━━━ LISTED RECORDS ━━━

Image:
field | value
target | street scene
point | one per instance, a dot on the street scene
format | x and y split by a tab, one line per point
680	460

━━━
━━━ LISTED RECORDS ━━━

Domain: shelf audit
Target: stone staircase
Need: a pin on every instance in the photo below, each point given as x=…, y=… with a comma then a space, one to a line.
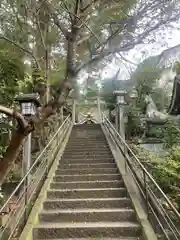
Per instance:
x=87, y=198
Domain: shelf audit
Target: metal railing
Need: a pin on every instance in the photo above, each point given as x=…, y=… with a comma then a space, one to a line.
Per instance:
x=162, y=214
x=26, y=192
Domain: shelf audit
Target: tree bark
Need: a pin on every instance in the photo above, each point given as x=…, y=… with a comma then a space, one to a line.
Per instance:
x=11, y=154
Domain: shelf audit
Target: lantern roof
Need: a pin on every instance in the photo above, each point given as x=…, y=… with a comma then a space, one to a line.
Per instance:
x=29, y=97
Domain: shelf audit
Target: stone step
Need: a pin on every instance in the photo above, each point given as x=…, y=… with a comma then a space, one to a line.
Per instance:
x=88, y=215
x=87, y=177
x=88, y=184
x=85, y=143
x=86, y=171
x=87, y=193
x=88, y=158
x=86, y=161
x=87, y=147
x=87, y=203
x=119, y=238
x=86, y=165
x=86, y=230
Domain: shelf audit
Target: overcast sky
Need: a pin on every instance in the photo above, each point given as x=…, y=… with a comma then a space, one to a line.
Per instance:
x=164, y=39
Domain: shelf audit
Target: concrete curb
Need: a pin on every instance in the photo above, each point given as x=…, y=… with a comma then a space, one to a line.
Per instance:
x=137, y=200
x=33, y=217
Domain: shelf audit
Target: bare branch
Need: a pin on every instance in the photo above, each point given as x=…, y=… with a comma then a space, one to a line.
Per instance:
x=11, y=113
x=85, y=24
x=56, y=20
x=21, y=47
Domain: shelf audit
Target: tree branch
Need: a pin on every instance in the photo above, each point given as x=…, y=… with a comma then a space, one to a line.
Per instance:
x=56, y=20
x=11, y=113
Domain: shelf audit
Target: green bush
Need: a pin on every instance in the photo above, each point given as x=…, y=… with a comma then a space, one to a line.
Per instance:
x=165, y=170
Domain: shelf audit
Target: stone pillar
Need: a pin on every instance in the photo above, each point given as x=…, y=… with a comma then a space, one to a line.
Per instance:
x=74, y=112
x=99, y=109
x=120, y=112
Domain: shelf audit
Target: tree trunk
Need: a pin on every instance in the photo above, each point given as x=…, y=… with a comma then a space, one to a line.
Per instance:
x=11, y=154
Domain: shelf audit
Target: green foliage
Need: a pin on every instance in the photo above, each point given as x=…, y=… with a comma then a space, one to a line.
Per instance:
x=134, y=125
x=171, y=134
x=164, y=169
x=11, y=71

━━━

◆ WHAT THIS TASK INVOLVES ◆
The reply should consist solely of the number of lines in the records that include "street".

◆ TASK RESPONSE ◆
2